CHALLENGE =
State how many lines in the records below contain the word "refrigerator", and give only that number.

AVAILABLE DATA =
****************

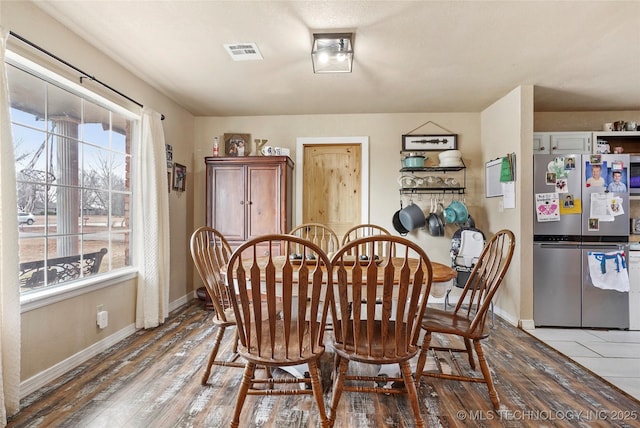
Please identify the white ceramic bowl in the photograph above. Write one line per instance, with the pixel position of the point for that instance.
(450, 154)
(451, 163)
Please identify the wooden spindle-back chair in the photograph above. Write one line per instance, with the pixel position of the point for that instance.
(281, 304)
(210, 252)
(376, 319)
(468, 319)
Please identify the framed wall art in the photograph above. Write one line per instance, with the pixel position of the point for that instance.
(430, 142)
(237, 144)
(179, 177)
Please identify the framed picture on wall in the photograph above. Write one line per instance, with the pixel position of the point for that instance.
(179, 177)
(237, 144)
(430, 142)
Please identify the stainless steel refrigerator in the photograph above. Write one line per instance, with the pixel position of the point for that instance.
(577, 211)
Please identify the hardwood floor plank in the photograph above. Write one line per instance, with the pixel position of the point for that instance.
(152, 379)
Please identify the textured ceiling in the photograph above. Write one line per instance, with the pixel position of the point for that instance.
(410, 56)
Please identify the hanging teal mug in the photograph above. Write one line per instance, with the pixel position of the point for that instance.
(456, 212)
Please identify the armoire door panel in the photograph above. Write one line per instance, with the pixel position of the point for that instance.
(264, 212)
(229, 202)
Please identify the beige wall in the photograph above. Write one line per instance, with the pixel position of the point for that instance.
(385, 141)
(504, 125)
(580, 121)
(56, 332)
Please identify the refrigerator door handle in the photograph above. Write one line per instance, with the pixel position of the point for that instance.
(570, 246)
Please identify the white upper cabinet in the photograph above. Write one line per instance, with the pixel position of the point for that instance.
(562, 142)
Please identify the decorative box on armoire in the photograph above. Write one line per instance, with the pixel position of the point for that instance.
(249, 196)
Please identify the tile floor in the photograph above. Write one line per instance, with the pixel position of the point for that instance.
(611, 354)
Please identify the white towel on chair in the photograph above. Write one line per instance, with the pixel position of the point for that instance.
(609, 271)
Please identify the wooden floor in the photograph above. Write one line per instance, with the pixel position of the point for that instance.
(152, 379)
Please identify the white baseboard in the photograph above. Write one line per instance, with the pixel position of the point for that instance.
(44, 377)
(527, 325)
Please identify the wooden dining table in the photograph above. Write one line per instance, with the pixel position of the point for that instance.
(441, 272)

****************

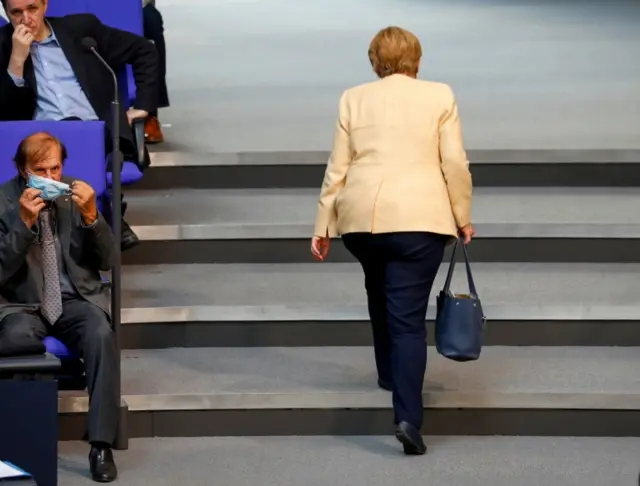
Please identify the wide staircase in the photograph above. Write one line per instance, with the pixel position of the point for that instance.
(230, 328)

****************

WORKED SOLUTION =
2